Exercise details
Each entry shown below is to be reproduced exactly.

Data for the task
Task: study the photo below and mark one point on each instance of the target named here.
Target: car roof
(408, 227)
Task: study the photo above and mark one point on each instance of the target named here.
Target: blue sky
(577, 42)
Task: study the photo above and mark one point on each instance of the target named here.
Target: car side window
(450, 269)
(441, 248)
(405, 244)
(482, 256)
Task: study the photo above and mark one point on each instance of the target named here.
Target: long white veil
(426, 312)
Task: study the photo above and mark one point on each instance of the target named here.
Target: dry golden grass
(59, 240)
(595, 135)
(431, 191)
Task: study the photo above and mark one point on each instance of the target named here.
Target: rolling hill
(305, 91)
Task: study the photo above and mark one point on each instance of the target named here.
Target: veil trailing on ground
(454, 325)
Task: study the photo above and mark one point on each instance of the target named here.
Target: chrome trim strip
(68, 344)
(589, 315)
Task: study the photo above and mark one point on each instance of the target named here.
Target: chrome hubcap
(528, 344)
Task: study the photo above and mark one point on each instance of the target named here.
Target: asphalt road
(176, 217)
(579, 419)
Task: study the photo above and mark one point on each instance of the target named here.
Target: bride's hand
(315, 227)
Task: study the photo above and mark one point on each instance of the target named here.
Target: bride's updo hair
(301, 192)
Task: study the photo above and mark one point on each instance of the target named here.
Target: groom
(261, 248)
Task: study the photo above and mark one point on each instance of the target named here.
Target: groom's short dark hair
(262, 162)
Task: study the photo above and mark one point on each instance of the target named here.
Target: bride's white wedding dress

Your solution
Task: study the photo below and mark one point on each instance of the target named here.
Target: car roof
(408, 227)
Task: study the photo above and mark one point on each instance of the target named here.
Target: blue sky
(577, 42)
Task: study the photo above and mark one point on each instance of the target named here.
Target: car side window
(450, 269)
(441, 248)
(405, 244)
(482, 256)
Task: study the photo above and mark one point on each instance of the target named here.
Target: long white veil
(426, 312)
Task: study the photo above and mark one point on each instance of the target named here.
Target: dry golden grass
(59, 240)
(595, 135)
(431, 191)
Task: study the photo above and mark one point on each instance of the target named here.
Target: rolling hill
(305, 91)
Task: study the photo above and mark one point on each instance of the target named here.
Target: veil trailing on ground
(454, 325)
Task: study the photo above and mark one point on each instance of the target named here.
Target: chrome trim strip
(68, 344)
(589, 315)
Task: study the photo above and mark one point on each instance of the target named here.
Target: chrome hubcap
(528, 344)
Task: study the photo above and mark one point on each instance of the target named here.
Target: asphalt road
(176, 217)
(579, 419)
Task: study the photo above and mark one point on each instance of the target named here.
Target: bride's hand
(315, 227)
Task: study the photo above and mark one point on each instance of the target named here.
Target: bride's updo hair
(301, 192)
Task: study the photo above and mark one point on each instance of the target named here.
Target: groom
(261, 248)
Task: study the photo above and mark one point on each instance of the target named here.
Target: groom's short dark hair
(262, 162)
Task: study the photo above and mark one point on each instance of the target named here.
Target: bride's white wedding dress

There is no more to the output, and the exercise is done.